### GIVEN TEXT
• • • • •

# Upgading from 26W UVB200 compacts to Arcadia 24W D3+ 12%UVB T5 TUBES , BATTEN ADVICE



## kingofnobbys (May 28, 2016)

I already have 80W Arcadia MVBs in the enclosures' warm zones. (1.22mL x 0.6mW x 0.45mT enclosures).

I'm upgrading my beardies enclosures from using 26W UVB200 compacts in Nanohoods (mounted from under the ceiling) to Arcadia 24W D3+ 12%UVB T5 tubes.
The Arcadia T5 tubes are 550mm long and I can't find a similar length prewired batten that's rated at 24W, need to be about 610 -620mm long and I plan to make a metal reflector to go behind the Arcadia tubes. 


Beacon sell as batten that is the right length but rated at 14W for a T5 HO tube : http://www.beaconlighting.com.au/linea-undershelf-fluorescent-in-white-1.html 
, their similar wattage batten (21W) is 900mm long. I'd rather not pay through the nose for a Zoomed or Arcadia T5 fixture if I can avoid this.

Question1 : Is the 14W batten (605mm long) or similar suitable for the Arcadia T5 24W 12%UVB tube ? 

Question2 : Will I just need a higher W starter for the batten .


----------



## Amazing Amazon (May 29, 2016)

kingofnobbys said:


> I already have 80W Arcadia MVBs in the enclosures' warm zones. (1.22mL x 0.6mW x 0.45mT enclosures).

• • • • •

### SOURCE DATA

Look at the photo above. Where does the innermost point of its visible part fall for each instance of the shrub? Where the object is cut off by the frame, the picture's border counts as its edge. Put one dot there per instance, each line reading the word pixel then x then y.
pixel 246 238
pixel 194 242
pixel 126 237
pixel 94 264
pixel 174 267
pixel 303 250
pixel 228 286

• • • • •

### WHAT IS ASKED
1: Name each distinct wattage figure given in the forum thread.
2: Copy out the listing verbatim.
The forum thread and the listing have nothing to do with each other.

### PER-TASK OUTPUTS
1: 80W, 26W, 24W, 14W, 21W

2:
Look at the photo above. Where does the innermost point of its visible part fall for each instance of the shrub? Where the object is cut off by the frame, the picture's border counts as its edge. Put one dot there per instance, each line reading the word pixel then x then y.
pixel 246 238
pixel 194 242
pixel 126 237
pixel 94 264
pixel 174 267
pixel 303 250
pixel 228 286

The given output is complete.